++++ TEXTO APRESENTADO ++++

Autoritarismo de vão-de-escada
De há uns tempos para cá tem-se instalado a ideia de que a democracia portuguesa se está a degradar.
Dos processos disciplinares na DREN, passando pela apreensão de livros pela PSP, até à censura do Ministério Público a um cortejo de carnaval e o mais recente anúncio da Antena 1, onde uma locutora afirma que uma manifestação é contra quem quer chegar a horas, há de facto vários casos que não são aceitáveis numa democracia institucionalizada. Mas será que estamos perante uma tendência? Haverá algo de novo ou trata-se apenas da reprodução de resquícios de autoritarismo que persistem no país?
Uma primeira constatação é que nenhum dos casos recentes teve origem no poder político. Há, aliás, sinais de que em Portugal, dos vários poderes, o político foi não só o que mais se democratizou, como é também o mais exposto à sindicância democrática. Depois, estes exemplos de tiques autoritários não escolhem origem, há-os para todos os gostos: da administração regional às forças policiais, passando pela magistratura até uma empresa pública.
O que estes casos sugerem é que, enquanto se democratizaram as relações de poder ao nível macro, em Portugal há uma espécie de autoritarismo de vão-de-escada, baseado em micropoderes que beneficiam do lastro de autoritarismo que persiste na sociedade portuguesa. Na verdade, não é necessário incitamento activo vindo de cima (leia-se, do poder político), para que nas mais diversas esferas se assista ao exercício de autoridade com escassa cultura democrática. Há uma rede de micropoderes, que se encontra difundida na nossa sociedade e que não nasce necessariamente do centro. Além do mais, em democracia, o autoritarismo é como o tango, precisa de pelo menos dois para existir. Ou seja, o exercício autoritário do poder requer que uma das partes exerça um constrangimento activo, mas necessita também que haja uma predisposição social e individual para aceitá-lo.

++++

** PEDIDO ESCRITO 1 **
Reescreva em forma de lista o parágrafo do texto sobre o autoritarismo de vão-de-escada que começa por «Uma primeira constatação», mantendo os factos principais.

++++ LINHAS FORNECIDAS ++++

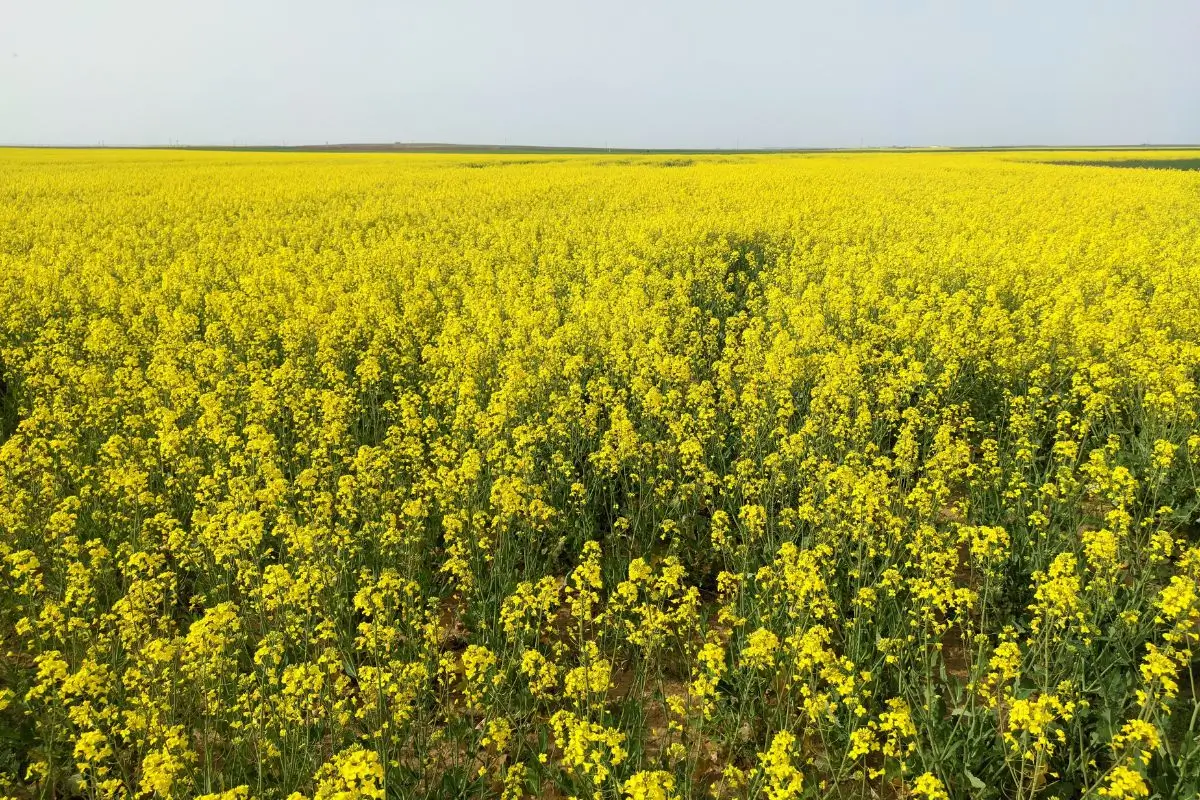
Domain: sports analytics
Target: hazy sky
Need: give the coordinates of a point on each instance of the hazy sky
(690, 73)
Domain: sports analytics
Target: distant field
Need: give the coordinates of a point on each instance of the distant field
(610, 475)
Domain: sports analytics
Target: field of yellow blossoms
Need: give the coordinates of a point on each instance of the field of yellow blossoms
(643, 477)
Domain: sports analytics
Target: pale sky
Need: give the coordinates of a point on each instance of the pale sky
(667, 73)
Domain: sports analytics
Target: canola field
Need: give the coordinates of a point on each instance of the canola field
(337, 476)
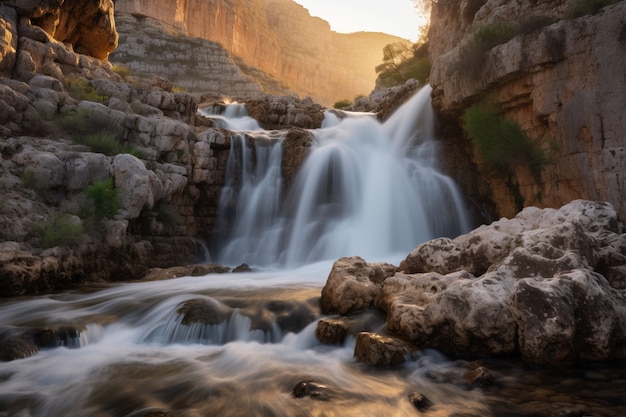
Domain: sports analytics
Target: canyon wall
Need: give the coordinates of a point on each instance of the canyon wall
(280, 38)
(562, 79)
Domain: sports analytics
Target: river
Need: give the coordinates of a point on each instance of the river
(366, 189)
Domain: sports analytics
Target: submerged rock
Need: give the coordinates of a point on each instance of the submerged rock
(354, 285)
(547, 285)
(381, 351)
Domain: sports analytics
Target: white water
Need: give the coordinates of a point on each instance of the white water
(368, 189)
(135, 355)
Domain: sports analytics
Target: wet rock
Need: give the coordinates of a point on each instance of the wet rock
(311, 389)
(296, 144)
(158, 274)
(280, 112)
(420, 401)
(381, 351)
(152, 412)
(243, 268)
(292, 316)
(542, 285)
(354, 285)
(66, 336)
(479, 377)
(16, 344)
(204, 311)
(331, 331)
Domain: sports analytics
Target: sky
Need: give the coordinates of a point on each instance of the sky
(395, 17)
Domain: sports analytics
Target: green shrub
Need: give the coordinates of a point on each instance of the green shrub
(74, 122)
(80, 89)
(472, 54)
(122, 70)
(578, 8)
(104, 199)
(61, 230)
(40, 185)
(342, 104)
(500, 143)
(107, 142)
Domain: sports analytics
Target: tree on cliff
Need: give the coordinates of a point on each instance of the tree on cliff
(403, 61)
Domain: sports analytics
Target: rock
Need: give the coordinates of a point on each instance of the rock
(278, 42)
(381, 351)
(479, 377)
(311, 389)
(291, 316)
(354, 285)
(64, 336)
(203, 311)
(331, 331)
(538, 288)
(420, 401)
(295, 145)
(15, 344)
(274, 112)
(243, 268)
(8, 40)
(527, 75)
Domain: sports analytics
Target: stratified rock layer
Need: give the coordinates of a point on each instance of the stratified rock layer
(560, 78)
(548, 285)
(280, 38)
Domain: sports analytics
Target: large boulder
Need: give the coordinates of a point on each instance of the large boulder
(548, 285)
(354, 285)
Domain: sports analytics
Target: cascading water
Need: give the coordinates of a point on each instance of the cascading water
(365, 188)
(238, 345)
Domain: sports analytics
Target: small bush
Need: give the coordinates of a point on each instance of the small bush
(61, 230)
(578, 8)
(104, 199)
(472, 54)
(74, 122)
(342, 104)
(122, 70)
(80, 89)
(106, 142)
(30, 180)
(500, 142)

++++

** PEDIDO ESCRITO 2 **
Conte quantas das linhas fornecidas contêm a palavra "hazy", distinguindo maiúsculas de minúsculas, e responda só com o número.

** RESULTADO 1 **
- Nenhum dos casos recentes teve origem no poder político.
- Há sinais de que, em Portugal, o poder político foi o que mais se democratizou e é também o mais exposto à sindicância democrática.
- Os tiques autoritários não escolhem origem e surgem na administração regional, nas forças policiais, na magistratura e numa empresa pública.

** RESULTADO 2 **
2